*WORKING DATA*
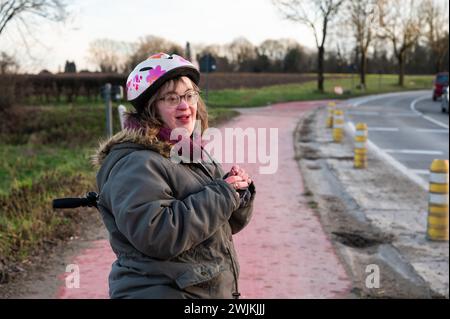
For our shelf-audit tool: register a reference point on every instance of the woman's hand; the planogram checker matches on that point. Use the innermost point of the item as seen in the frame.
(238, 178)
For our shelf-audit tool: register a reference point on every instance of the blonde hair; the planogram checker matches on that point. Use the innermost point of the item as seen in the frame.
(149, 119)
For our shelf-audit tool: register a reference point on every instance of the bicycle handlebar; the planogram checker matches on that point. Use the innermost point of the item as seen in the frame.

*EXERCISE OBJECTIVE*
Rewrite the records above as a JSON list of strings, with one string per line and no blank lines. Omit the pictures.

*RESULT*
[
  "For our shelf-audit tool: register a reference point on every instance of the woman's hand; the planogram checker matches on that point. Use the innermost point of the item as seen in the frame.",
  "(238, 178)",
  "For our shelf-audit tool: register a reference point on every instance of the blonde hair; the planogram checker matches on that point. Use the innermost point of the item as seen in the frame.",
  "(149, 119)",
  "For our shelf-audit tool: register a reference point on every instance of the bicycle handlebar; the planogram checker matches on that point. Use the innermost point of the item as seen in the frame."
]